**WORK INSTRUCTIONS**
a) In the article on Alibaba's Qwen3-Next model, what does the text credit for the model's significant performance improvements? Reply in one to three sentences.
b) Write a continuation of the article on Alibaba's Qwen3-Next model, beginning after its final sentence.
EXCERPTED PASSAGE START
Alibaba has recently open-sourced its latest architecture model Qwen3-Next-80B-A3B, marking a significant advancement in the company's artificial intelligence generated content (AIGC) efforts. The model features innovations in hybrid attention mechanisms, high sparsity expert models (MoE), and training methods, demonstrating significant performance improvements.

image.png

The total parameters of Qwen3-Next reach 80 billion, but only 3 billion parameters are activated during inference, significantly reducing the training cost by 90% compared to its predecessor Qwen3-32B. Additionally, its inference efficiency has improved 10 times, especially showing remarkable performance in handling ultra-long texts (over 32K). This allows Qwen3-Next to match or even surpass Alibaba's flagship model Qwen3-235B in executing instructions and processing long context tasks, as well as outperforming Google's latest Gemini-2.5-Flash reasoning model.
EXCERPTED PASSAGE END
RECORDED DATA START
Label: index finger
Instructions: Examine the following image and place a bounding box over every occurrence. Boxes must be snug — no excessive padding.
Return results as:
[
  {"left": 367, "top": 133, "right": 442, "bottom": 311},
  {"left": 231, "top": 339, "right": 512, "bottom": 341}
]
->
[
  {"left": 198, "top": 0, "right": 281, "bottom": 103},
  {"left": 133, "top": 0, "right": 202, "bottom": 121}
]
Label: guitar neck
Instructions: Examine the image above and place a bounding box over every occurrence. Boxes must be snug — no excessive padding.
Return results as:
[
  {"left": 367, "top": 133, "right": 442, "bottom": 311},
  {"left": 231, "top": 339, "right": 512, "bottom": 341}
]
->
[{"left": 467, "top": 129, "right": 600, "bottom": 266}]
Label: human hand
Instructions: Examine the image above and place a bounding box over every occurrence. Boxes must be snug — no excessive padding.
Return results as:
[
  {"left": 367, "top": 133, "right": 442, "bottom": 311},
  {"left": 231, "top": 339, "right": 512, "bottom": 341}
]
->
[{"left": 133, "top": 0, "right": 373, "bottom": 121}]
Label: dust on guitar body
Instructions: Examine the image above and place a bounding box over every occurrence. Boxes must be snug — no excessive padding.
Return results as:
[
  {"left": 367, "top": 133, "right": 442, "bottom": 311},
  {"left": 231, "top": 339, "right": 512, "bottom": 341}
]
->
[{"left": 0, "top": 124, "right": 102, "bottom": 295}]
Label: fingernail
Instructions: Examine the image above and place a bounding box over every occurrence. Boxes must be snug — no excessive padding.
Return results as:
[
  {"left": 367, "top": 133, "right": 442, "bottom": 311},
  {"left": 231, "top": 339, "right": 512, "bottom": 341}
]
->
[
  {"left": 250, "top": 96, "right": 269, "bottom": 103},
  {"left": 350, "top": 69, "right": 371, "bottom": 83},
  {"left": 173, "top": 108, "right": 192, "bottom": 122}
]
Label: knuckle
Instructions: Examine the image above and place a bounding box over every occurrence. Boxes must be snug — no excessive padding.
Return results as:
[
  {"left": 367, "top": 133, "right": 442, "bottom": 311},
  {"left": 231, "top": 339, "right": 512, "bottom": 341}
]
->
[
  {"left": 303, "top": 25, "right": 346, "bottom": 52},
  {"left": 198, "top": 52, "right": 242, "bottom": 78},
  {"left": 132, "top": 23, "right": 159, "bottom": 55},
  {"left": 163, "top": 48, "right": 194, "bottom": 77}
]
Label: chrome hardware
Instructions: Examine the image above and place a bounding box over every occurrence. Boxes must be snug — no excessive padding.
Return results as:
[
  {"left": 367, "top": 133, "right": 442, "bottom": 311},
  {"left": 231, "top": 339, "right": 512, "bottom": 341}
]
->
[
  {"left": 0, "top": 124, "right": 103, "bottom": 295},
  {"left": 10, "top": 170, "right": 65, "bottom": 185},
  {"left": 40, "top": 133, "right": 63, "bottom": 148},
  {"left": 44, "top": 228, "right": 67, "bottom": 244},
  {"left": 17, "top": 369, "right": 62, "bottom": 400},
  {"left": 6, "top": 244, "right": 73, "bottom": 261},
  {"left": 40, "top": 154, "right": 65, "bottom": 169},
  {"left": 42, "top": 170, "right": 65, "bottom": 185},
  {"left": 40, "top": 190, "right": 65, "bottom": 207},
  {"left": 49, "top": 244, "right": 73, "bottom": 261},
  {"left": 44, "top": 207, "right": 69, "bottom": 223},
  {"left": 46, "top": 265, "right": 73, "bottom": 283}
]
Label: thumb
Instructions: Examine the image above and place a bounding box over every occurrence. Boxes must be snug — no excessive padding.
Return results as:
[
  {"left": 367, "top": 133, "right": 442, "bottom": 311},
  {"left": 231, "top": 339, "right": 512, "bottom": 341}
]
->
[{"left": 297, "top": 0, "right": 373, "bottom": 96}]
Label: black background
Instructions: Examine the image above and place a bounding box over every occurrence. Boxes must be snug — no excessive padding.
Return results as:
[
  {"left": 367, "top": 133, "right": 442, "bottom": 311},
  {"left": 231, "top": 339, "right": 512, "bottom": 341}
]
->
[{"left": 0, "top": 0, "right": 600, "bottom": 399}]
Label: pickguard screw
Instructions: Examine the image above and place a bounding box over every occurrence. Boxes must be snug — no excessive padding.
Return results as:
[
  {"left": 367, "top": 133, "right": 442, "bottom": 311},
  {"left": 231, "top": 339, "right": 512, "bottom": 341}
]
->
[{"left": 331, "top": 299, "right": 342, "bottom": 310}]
RECORDED DATA END
**SOLVED PROBLEMS**
a) The text credits innovations in hybrid attention mechanisms, high-sparsity mixture-of-experts (MoE) models, and training methods.

b)
The core innovation of this model lies in the hybrid expert architecture, which combines gate DeltaNet and gate attention. Through this design, Qwen3-Next overcomes the shortcomings of traditional attention mechanisms in handling long contexts, ensuring speed while enhancing context learning capabilities. The model uses a high sparsity MoE structure during training, maximizing resource utilization without compromising performance.

In addition, Qwen3-Next introduces a multi-token prediction mechanism, improving the model's performance in speculative decoding. During the pre-training phase, the efficiency of Qwen3-Next has significantly increased compared to Qwen3-32B, with training costs only 9.3% of that of Qwen3-32B, yet achieving better performance. In terms of inference speed, Qwen3-Next shows a 7-fold increase in throughput when processing long texts compared to Qwen3-32B, maintaining a 10-fold speed advantage even in longer contexts.

image.png

Alibaba's new model has not only achieved breakthroughs in technology but also received widespread attention and praise, especially among developers and researchers. Whether in technological innovation or market competitiveness, Qwen3-Next marks Alibaba's further leadership in the field of artificial intelligence.

Online experience: https://chat.qwen.ai/

Open source address: https://huggingface.co/collections/Qwen/qwen3-next-68c25fd6838e585db8eeea9d

Key points:

🌟 The Qwen3-Next-80B-A3B model has 80 billion total parameters, with a 90% reduction in training cost and a 10-fold improvement in inference efficiency.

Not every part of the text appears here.